• _EXERCISE REQUIREMENTS_
Produce word for word the lines of the data below running from the one that has "Query: coiled razor wire" to the one that has "column 910, row 77", inclusive, and no others.

• _DATA SHOWN_
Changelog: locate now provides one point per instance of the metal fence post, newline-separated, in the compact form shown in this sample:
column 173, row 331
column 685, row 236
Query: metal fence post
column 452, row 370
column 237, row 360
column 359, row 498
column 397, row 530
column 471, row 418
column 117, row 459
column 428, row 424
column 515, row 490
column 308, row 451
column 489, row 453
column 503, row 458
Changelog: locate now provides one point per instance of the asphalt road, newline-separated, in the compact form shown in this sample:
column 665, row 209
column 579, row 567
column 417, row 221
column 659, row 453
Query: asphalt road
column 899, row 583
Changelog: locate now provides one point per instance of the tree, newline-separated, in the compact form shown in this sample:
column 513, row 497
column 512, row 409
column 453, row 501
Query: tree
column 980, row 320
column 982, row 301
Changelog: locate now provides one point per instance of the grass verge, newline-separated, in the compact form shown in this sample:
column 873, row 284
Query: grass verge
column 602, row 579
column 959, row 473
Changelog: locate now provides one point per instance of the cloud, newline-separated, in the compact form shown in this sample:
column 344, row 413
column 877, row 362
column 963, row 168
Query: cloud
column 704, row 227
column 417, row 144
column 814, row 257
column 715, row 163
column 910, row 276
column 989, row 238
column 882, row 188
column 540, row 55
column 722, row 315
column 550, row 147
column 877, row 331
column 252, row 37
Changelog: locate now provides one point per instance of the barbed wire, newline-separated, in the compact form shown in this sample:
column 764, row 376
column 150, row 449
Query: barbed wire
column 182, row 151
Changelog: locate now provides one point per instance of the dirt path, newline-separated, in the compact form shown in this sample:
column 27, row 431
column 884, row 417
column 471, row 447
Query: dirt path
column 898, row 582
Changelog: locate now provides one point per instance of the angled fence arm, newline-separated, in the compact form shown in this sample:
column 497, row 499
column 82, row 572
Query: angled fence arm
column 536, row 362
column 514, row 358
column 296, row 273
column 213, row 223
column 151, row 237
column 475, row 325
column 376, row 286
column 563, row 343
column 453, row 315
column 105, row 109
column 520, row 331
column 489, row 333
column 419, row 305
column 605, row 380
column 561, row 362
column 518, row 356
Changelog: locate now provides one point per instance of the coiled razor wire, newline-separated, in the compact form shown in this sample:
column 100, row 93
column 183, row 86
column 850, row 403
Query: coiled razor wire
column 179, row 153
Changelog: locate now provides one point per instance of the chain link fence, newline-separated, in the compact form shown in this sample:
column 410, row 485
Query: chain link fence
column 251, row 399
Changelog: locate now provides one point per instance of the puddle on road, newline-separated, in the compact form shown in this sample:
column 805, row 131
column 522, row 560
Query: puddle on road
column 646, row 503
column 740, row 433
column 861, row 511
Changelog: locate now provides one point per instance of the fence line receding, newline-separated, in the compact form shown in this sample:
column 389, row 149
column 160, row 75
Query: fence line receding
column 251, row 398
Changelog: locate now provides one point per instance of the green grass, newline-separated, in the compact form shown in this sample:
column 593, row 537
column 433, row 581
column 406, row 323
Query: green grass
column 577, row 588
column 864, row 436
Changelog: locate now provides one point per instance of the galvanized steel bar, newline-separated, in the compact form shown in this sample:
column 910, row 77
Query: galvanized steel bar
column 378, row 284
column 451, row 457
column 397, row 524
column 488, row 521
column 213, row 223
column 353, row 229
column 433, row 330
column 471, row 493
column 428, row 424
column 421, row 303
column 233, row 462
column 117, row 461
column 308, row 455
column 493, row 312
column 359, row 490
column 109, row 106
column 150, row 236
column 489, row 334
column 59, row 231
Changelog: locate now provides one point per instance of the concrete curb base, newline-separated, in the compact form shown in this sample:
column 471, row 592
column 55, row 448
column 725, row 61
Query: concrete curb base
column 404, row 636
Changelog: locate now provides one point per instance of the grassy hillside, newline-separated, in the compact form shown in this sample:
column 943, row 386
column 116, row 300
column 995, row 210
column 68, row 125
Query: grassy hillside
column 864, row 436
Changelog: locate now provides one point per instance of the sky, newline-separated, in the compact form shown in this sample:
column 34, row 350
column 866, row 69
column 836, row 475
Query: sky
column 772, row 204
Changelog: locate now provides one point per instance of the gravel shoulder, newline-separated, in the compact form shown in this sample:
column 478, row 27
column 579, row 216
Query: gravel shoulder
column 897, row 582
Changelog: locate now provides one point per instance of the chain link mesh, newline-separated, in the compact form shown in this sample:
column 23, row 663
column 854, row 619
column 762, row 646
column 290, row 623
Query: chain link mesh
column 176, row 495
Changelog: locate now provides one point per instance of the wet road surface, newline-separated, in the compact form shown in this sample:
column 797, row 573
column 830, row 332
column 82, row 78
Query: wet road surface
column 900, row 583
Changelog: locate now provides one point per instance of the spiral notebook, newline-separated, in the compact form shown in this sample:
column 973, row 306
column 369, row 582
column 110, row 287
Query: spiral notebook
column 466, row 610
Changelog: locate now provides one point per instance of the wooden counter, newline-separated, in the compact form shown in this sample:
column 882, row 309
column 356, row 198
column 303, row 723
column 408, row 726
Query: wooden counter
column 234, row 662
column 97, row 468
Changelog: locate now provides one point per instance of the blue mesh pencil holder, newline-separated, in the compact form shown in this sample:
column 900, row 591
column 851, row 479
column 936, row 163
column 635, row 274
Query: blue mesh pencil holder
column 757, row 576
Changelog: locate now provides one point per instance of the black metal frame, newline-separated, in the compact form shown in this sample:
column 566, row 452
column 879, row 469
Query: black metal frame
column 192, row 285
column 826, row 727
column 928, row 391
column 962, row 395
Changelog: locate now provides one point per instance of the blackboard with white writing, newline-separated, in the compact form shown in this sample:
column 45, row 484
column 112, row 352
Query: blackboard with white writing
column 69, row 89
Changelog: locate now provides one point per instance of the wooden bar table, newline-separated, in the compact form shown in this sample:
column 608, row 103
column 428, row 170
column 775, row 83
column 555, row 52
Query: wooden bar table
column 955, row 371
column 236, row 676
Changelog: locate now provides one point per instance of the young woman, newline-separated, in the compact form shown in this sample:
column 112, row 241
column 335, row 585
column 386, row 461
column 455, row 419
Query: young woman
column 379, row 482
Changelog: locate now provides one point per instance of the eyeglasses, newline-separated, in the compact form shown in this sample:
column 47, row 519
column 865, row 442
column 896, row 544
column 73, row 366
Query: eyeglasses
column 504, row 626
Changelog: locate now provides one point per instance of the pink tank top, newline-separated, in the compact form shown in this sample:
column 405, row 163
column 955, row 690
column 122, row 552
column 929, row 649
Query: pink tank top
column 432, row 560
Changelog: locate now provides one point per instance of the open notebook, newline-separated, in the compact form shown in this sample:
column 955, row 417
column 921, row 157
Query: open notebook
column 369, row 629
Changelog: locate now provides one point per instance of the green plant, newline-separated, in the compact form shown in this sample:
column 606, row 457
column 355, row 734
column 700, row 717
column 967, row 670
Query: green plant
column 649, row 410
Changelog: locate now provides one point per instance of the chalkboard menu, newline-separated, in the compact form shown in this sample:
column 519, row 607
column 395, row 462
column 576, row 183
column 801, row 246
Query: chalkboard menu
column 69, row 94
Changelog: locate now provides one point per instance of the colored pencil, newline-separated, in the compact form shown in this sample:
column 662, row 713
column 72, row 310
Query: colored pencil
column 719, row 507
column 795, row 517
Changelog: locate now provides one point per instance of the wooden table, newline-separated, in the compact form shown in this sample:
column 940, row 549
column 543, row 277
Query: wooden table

• _RESPONSE TO THE EXERCISE_
Query: coiled razor wire
column 179, row 153
Changelog: locate now provides one point per instance of the chain link fence, newline-separated, in the compact form shown in this sample:
column 410, row 485
Query: chain link fence
column 251, row 399
Changelog: locate now provides one point per instance of the puddle on road, newline-separated, in the compact form shown in this sample:
column 805, row 131
column 522, row 560
Query: puddle on road
column 646, row 503
column 740, row 433
column 861, row 511
Changelog: locate now provides one point per instance of the fence line receding, newline-separated, in the compact form shown in this sample:
column 389, row 149
column 160, row 75
Query: fence line receding
column 251, row 398
Changelog: locate now provides one point per instance of the green grass, newline-separated, in the compact form shown in this sample:
column 593, row 537
column 433, row 581
column 406, row 323
Query: green grass
column 577, row 588
column 864, row 436
Changelog: locate now provides one point per instance of the galvanized steel bar, newline-separated, in the compact form shown in this sample:
column 910, row 77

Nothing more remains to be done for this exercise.